Extrait présenté =>
⁂
1. Le département de la Guadeloupe a, par arrêté du 2 janvier 2014, recruté Mme B...D..., lauréate du concours interne d'attaché territorial de la session 2012 et inscrite sur la liste d'aptitude établie par arrêté du 4 avril 2013, en qualité d'attachée territoriale stagiaire, affectée à la direction des affaires économiques européennes et des politiques contractuelles. Le syndicat CFTC des agents territoriaux a demandé au tribunal administratif de la Guadeloupe d'annuler la décision par laquelle le département de la Guadeloupe a refusé de retirer la nomination de MmeD.... Le département demande l'annulation du jugement du 1er décembre 2016, par lequel ce tribunal a annulé la décision ayant nommé Mme D...en qualité d'attachée territoriale.

Sur la requête du département de la Guadeloupe :

En ce qui concerne la régularité du jugement :

2. En premier lieu, aux termes de l'article R. 741-7 du code de justice administrative : " Dans les tribunaux administratifs et les cours administratives d'appel, la minute de la décision est signée par le président de la formation de jugement, le rapporteur et le greffier d'audience ".

3. Si le département de la Guadeloupe soutient que le jugement du 1er décembre 2016 qui lui a été notifié ne comporte pas les signatures requises, il ressort des pièces du dossier de première instance que la minute du jugement est, conformément aux exigences des dispositions précitées de l'article R. 741-7, revêtue de la signature du président de la formation de jugement, de celle du rapporteur et de celle du greffier d'audience. La circonstance que le jugement notifié à la commune ne comporterait pas ces signatures est sans incidence sur la régularité du jugement attaqué.
⁂
Section des données =>

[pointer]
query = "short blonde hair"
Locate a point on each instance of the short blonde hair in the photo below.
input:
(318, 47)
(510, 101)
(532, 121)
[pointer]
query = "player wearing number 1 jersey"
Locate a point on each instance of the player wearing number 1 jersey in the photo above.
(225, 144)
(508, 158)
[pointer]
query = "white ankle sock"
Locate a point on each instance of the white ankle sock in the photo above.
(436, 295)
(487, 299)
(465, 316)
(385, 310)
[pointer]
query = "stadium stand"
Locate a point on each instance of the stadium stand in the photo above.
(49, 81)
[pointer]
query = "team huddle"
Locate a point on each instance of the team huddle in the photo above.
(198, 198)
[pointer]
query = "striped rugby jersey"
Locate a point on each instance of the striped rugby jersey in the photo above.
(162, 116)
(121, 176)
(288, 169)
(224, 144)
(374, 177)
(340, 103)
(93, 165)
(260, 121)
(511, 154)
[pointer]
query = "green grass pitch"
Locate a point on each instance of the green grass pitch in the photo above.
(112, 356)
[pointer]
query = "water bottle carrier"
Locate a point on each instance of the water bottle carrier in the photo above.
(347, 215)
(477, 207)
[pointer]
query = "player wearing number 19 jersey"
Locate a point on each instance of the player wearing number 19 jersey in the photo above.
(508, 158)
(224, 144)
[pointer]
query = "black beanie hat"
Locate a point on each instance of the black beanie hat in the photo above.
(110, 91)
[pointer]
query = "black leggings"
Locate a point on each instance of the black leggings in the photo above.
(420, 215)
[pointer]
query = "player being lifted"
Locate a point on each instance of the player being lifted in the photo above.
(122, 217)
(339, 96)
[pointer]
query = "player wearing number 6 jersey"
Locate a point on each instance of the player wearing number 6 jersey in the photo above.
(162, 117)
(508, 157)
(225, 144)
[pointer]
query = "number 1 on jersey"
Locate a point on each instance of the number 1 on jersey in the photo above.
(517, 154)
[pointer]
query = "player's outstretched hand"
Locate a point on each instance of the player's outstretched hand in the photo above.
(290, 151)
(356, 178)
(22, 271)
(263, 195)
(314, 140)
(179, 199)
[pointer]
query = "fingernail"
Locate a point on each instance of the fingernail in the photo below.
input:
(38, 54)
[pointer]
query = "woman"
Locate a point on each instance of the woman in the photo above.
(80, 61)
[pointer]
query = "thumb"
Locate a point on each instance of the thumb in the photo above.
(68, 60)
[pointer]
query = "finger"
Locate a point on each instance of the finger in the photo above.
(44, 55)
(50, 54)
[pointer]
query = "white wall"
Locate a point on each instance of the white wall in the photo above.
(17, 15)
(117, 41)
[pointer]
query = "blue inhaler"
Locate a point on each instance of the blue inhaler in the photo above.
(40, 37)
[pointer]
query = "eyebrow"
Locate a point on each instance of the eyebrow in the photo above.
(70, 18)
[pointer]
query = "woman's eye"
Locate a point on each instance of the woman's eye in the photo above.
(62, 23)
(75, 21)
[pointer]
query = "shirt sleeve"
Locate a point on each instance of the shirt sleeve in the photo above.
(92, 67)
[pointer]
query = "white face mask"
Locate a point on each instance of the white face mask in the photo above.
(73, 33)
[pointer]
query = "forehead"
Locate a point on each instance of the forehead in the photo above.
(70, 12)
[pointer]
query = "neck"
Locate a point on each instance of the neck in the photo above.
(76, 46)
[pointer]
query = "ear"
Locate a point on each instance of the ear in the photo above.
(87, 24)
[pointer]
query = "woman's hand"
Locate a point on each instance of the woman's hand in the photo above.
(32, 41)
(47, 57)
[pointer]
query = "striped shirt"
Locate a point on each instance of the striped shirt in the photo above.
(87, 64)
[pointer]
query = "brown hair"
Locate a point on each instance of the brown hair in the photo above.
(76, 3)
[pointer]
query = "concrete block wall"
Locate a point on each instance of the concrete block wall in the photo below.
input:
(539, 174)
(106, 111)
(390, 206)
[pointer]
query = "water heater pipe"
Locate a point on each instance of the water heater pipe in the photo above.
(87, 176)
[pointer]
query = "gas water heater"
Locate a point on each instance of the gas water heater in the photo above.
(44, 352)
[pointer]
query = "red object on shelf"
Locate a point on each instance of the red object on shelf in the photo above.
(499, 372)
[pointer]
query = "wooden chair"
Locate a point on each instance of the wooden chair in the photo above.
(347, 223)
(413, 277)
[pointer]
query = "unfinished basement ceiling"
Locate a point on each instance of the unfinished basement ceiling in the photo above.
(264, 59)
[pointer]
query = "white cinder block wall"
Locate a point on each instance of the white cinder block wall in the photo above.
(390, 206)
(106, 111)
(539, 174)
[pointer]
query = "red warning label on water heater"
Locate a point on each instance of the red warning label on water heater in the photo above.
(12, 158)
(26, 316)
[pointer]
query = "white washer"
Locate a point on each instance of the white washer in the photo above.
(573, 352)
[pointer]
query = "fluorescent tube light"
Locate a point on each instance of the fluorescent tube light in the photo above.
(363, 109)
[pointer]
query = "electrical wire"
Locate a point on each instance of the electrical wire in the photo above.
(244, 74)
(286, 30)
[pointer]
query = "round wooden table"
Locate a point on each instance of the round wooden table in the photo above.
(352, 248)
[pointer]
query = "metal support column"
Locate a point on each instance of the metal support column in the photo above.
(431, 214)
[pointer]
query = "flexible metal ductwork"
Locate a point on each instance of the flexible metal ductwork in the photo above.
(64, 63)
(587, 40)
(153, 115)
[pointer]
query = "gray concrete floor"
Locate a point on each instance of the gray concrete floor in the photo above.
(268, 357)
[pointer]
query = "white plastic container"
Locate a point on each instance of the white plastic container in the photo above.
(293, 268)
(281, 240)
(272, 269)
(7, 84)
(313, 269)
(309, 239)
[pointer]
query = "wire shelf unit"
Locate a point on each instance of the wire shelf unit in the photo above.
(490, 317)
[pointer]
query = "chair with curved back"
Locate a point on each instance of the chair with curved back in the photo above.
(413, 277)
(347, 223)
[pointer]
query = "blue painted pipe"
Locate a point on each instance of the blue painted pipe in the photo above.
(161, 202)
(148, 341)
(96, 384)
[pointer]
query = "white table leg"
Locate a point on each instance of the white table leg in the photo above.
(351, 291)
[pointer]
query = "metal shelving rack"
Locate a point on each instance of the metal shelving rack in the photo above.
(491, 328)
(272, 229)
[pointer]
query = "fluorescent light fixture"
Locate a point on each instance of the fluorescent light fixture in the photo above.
⁂
Travail demandé =>
1) D'après l'extrait, à quelle direction Mme B...D... a-t-elle été affectée ?
2) Recopiez, s'il vous plaît, la partie de l'extrait qui commence par les mots contenant "2. En premier" et se termine par "du jugement attaqué.".

Réponses aux exercices =>
1) À la direction des affaires économiques européennes et des politiques contractuelles.

2)
2. En premier lieu, aux termes de l'article R. 741-7 du code de justice administrative : " Dans les tribunaux administratifs et les cours administratives d'appel, la minute de la décision est signée par le président de la formation de jugement, le rapporteur et le greffier d'audience ".

3. Si le département de la Guadeloupe soutient que le jugement du 1er décembre 2016 qui lui a été notifié ne comporte pas les signatures requises, il ressort des pièces du dossier de première instance que la minute du jugement est, conformément aux exigences des dispositions précitées de l'article R. 741-7, revêtue de la signature du président de la formation de jugement, de celle du rapporteur et de celle du greffier d'audience. La circonstance que le jugement notifié à la commune ne comporterait pas ces signatures est sans incidence sur la régularité du jugement attaqué.